** begin DATA SUPPLIED **

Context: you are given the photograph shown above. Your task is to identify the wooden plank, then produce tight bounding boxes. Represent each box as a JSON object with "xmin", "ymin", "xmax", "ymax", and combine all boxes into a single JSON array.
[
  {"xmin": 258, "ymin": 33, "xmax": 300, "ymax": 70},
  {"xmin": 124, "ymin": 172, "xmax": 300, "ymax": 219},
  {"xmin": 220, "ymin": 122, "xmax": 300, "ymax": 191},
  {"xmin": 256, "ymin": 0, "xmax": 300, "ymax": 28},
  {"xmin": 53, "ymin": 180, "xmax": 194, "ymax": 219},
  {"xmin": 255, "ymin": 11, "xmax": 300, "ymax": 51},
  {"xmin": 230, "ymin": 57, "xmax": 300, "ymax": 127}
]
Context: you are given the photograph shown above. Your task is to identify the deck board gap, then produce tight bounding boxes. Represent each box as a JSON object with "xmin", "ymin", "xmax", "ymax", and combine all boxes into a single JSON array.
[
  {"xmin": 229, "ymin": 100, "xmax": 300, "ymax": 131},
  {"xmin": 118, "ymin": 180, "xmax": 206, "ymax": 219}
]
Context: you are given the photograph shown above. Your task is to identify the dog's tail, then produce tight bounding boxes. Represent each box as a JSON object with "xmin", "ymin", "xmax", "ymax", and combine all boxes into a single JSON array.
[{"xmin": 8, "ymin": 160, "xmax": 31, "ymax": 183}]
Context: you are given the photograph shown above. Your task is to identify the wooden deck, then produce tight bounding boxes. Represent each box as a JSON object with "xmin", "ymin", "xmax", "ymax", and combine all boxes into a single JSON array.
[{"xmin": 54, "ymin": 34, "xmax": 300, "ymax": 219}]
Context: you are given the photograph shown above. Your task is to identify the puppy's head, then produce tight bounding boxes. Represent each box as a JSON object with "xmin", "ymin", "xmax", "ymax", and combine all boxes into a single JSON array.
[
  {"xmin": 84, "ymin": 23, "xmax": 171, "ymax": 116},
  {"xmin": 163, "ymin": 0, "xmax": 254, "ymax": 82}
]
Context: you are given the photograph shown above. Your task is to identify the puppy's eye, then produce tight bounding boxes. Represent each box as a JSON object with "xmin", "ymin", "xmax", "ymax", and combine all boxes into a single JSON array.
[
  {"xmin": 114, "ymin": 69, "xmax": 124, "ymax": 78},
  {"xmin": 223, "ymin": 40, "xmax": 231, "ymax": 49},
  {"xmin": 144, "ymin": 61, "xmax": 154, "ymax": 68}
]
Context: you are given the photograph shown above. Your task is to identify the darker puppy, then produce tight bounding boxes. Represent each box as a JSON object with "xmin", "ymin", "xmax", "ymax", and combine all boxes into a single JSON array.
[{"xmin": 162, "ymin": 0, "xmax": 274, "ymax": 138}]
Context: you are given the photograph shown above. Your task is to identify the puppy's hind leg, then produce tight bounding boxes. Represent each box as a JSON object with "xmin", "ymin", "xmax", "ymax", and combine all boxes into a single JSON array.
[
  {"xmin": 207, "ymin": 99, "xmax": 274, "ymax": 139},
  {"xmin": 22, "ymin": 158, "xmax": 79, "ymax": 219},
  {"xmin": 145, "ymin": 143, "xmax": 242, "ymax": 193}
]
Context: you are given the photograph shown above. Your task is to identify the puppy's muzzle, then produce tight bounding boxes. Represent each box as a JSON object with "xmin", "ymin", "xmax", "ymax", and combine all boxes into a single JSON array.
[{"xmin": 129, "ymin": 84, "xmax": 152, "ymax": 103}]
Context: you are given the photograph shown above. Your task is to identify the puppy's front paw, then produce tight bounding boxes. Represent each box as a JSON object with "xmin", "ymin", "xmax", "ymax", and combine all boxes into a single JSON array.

** end DATA SUPPLIED **

● **REQUIRED TASK**
Please reproduce every line of the material word for word.

● **ANSWER TO THE PROBLEM**
Context: you are given the photograph shown above. Your task is to identify the wooden plank, then produce tight bounding boxes. Represent each box as a JSON object with "xmin", "ymin", "xmax", "ymax", and combine all boxes into a single JSON array.
[
  {"xmin": 258, "ymin": 33, "xmax": 300, "ymax": 70},
  {"xmin": 124, "ymin": 172, "xmax": 300, "ymax": 219},
  {"xmin": 220, "ymin": 122, "xmax": 300, "ymax": 191},
  {"xmin": 256, "ymin": 0, "xmax": 300, "ymax": 28},
  {"xmin": 53, "ymin": 180, "xmax": 194, "ymax": 219},
  {"xmin": 255, "ymin": 11, "xmax": 300, "ymax": 51},
  {"xmin": 230, "ymin": 57, "xmax": 300, "ymax": 127}
]
Context: you are given the photograph shown above. Your task is to identify the deck board gap, then produce tight bounding boxes. Represent each box as a JSON object with "xmin", "ymin", "xmax", "ymax", and combine all boxes into a single JSON array.
[
  {"xmin": 229, "ymin": 100, "xmax": 300, "ymax": 131},
  {"xmin": 118, "ymin": 180, "xmax": 206, "ymax": 219}
]
Context: you are given the photograph shown above. Your task is to identify the dog's tail, then produce tight bounding boxes. Represent each box as a JSON object with "xmin", "ymin", "xmax", "ymax", and combine all boxes into a single JSON array.
[{"xmin": 8, "ymin": 160, "xmax": 31, "ymax": 183}]
Context: you are given the photograph shown above. Your task is to identify the wooden deck, then produce tight bounding boxes. Represent each box as a JSON object with "xmin", "ymin", "xmax", "ymax", and combine all boxes into a single JSON array.
[{"xmin": 54, "ymin": 34, "xmax": 300, "ymax": 219}]
Context: you are given the photograph shown above. Your task is to identify the puppy's head, then produce tight bounding boxes. Represent each box as a JSON object with "xmin", "ymin", "xmax", "ymax", and combine all boxes into a single JSON array.
[
  {"xmin": 84, "ymin": 23, "xmax": 171, "ymax": 116},
  {"xmin": 163, "ymin": 0, "xmax": 254, "ymax": 82}
]
Context: you are given the photograph shown above. Your task is to identify the puppy's eye, then produce tight bounding boxes. Represent each box as a JSON object with "xmin", "ymin", "xmax", "ymax", and combine all boxes into a single JSON array.
[
  {"xmin": 114, "ymin": 69, "xmax": 124, "ymax": 78},
  {"xmin": 223, "ymin": 40, "xmax": 231, "ymax": 49},
  {"xmin": 144, "ymin": 61, "xmax": 154, "ymax": 68}
]
Context: you are given the photograph shown above. Your task is to identify the darker puppy, then produce tight bounding boxes. Represent each box as a JSON object with "xmin", "ymin", "xmax", "ymax", and combine all boxes into a single JSON array.
[{"xmin": 162, "ymin": 0, "xmax": 274, "ymax": 138}]
Context: you are given the photograph shown above. Your task is to identify the puppy's hind leg, then produce tight bounding boxes. Represent each box as a JSON object with "xmin", "ymin", "xmax", "ymax", and combine all boxes into a single JSON array.
[
  {"xmin": 207, "ymin": 99, "xmax": 274, "ymax": 139},
  {"xmin": 22, "ymin": 158, "xmax": 79, "ymax": 219},
  {"xmin": 145, "ymin": 143, "xmax": 242, "ymax": 193}
]
Context: you are given the photograph shown above. Your task is to identify the puppy's muzzle, then produce tight bounding boxes. Represent each box as a JSON object with "xmin", "ymin", "xmax", "ymax", and combine all boxes into a single JSON array.
[{"xmin": 129, "ymin": 84, "xmax": 152, "ymax": 103}]
Context: you are given the photograph shown above. Your task is to identify the puppy's front paw, then produce tight bounding boxes. Represent each box as a JSON object with "xmin", "ymin", "xmax", "ymax", and combine all boxes into a single JSON array.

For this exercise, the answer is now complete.